» **Exercise description**: Pull out each line of the material that contains the string "snow".

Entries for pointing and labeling
----------------------------------------
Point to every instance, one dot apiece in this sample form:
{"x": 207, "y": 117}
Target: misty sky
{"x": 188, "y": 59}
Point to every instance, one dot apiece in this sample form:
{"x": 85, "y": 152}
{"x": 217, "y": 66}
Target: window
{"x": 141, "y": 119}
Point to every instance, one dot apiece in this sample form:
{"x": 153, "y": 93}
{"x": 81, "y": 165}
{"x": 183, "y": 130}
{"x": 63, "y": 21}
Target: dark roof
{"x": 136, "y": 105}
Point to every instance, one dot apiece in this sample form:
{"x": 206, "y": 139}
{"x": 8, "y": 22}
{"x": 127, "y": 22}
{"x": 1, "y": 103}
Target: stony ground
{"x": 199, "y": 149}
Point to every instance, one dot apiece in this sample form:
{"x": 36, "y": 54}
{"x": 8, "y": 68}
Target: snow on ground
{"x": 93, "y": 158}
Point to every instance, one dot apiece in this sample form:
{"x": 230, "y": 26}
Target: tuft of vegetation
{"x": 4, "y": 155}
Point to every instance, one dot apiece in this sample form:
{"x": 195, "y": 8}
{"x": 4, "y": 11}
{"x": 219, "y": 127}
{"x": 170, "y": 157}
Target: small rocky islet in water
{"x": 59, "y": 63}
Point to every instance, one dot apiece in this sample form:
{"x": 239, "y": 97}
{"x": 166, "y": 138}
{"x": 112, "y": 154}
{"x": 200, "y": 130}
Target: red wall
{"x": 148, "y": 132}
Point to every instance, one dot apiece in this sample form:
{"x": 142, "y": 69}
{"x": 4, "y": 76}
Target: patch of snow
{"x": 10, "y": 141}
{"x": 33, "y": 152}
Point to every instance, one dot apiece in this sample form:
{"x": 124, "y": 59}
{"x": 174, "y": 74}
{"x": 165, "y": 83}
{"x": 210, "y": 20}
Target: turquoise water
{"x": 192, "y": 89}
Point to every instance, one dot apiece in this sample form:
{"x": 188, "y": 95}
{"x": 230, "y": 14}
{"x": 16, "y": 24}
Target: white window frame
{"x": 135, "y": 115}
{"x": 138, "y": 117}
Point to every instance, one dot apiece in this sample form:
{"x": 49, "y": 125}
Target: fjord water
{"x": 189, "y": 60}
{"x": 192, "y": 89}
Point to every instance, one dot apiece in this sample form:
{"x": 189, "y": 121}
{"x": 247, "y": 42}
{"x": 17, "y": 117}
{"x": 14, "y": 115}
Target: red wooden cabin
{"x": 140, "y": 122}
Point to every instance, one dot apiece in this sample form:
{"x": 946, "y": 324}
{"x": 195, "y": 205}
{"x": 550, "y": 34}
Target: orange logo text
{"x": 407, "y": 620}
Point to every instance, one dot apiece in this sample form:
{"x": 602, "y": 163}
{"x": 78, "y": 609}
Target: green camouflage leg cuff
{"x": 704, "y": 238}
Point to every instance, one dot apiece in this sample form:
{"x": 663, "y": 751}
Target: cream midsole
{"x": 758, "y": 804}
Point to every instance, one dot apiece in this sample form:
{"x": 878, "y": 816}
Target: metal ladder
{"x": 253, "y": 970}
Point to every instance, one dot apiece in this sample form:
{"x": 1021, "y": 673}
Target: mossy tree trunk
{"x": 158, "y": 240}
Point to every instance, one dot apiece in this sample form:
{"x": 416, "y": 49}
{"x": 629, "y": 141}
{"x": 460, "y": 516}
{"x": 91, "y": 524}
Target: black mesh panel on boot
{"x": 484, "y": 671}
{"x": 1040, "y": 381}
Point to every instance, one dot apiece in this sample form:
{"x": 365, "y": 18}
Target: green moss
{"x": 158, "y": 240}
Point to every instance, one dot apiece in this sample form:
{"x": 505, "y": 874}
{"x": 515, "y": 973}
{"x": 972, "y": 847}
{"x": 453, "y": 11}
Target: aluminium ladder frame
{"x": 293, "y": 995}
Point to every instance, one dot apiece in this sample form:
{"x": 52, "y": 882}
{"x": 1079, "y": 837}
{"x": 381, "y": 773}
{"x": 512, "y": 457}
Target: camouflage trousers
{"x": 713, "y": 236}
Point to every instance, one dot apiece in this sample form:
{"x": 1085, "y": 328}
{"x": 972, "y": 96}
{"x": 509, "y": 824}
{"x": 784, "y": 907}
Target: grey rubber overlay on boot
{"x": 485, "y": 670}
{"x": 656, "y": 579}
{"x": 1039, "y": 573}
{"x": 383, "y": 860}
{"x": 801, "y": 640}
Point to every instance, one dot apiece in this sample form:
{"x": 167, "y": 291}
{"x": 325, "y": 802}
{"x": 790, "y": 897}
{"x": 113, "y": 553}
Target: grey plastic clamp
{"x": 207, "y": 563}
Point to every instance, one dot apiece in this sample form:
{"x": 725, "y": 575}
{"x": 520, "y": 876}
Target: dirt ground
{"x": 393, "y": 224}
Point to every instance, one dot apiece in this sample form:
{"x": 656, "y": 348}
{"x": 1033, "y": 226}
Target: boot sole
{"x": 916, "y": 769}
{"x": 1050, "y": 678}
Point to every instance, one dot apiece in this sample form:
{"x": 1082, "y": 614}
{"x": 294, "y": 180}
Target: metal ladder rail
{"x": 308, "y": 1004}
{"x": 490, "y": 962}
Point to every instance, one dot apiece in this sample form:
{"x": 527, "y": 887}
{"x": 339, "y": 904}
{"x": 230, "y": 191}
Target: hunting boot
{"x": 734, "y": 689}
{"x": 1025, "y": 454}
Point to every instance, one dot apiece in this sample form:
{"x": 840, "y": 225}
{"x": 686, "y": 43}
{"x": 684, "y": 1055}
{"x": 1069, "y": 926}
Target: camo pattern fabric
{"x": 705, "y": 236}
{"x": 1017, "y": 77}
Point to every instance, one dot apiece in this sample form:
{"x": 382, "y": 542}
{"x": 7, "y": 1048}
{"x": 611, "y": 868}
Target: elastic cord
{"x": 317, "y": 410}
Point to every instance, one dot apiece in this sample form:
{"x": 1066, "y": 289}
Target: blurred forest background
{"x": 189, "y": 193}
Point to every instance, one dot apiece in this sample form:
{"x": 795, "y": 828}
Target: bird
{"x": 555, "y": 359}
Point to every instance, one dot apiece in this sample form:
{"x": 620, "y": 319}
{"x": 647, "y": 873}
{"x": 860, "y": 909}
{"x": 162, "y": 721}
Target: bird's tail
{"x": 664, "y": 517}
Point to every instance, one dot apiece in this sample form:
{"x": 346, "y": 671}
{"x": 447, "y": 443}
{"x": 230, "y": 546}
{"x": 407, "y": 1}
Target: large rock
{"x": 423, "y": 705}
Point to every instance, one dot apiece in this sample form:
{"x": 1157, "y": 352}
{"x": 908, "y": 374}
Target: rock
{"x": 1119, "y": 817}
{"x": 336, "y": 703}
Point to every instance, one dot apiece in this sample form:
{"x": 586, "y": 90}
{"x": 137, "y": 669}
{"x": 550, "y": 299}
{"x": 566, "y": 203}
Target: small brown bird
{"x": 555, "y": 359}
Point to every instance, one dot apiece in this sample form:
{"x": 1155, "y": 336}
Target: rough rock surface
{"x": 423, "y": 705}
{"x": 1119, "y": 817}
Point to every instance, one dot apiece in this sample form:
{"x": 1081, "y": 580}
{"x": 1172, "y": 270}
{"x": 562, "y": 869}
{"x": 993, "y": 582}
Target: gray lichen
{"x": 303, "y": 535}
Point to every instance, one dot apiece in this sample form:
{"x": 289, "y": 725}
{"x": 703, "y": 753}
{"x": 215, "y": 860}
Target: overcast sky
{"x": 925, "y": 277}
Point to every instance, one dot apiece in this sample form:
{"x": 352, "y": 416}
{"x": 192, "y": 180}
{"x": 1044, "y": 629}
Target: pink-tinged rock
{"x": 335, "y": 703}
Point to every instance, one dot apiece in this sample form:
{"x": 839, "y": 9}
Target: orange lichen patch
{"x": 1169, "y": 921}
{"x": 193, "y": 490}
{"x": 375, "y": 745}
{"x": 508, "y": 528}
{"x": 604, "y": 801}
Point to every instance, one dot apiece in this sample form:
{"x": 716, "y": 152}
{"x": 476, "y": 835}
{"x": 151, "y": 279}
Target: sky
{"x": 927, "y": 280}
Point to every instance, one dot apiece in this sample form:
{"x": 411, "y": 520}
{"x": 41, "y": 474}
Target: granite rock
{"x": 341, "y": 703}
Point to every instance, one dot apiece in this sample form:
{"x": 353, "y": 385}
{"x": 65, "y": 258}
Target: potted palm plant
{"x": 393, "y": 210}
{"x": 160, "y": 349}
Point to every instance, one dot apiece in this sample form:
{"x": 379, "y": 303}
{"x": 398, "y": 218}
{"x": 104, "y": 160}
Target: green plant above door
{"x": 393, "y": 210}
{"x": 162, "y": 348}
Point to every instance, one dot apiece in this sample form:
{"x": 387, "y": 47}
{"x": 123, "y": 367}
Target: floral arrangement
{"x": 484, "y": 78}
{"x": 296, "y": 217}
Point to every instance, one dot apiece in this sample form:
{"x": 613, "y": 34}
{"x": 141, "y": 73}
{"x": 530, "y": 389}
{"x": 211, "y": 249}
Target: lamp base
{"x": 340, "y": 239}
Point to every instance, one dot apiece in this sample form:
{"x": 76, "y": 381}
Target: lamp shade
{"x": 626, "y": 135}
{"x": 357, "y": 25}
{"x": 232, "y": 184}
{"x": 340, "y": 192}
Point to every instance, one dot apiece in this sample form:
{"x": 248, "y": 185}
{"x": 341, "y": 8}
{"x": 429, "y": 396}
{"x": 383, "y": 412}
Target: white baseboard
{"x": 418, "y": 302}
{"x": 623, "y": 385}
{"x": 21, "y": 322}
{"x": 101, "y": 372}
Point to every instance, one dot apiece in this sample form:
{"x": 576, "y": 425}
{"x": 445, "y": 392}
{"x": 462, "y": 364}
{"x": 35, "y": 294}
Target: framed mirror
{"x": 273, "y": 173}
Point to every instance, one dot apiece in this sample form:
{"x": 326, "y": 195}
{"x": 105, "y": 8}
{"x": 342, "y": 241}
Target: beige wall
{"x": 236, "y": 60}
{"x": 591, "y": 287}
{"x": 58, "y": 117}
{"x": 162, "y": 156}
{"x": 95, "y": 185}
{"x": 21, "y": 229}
----------------------------------------
» **Expected output**:
Target: snow on ground
Target: patch of snow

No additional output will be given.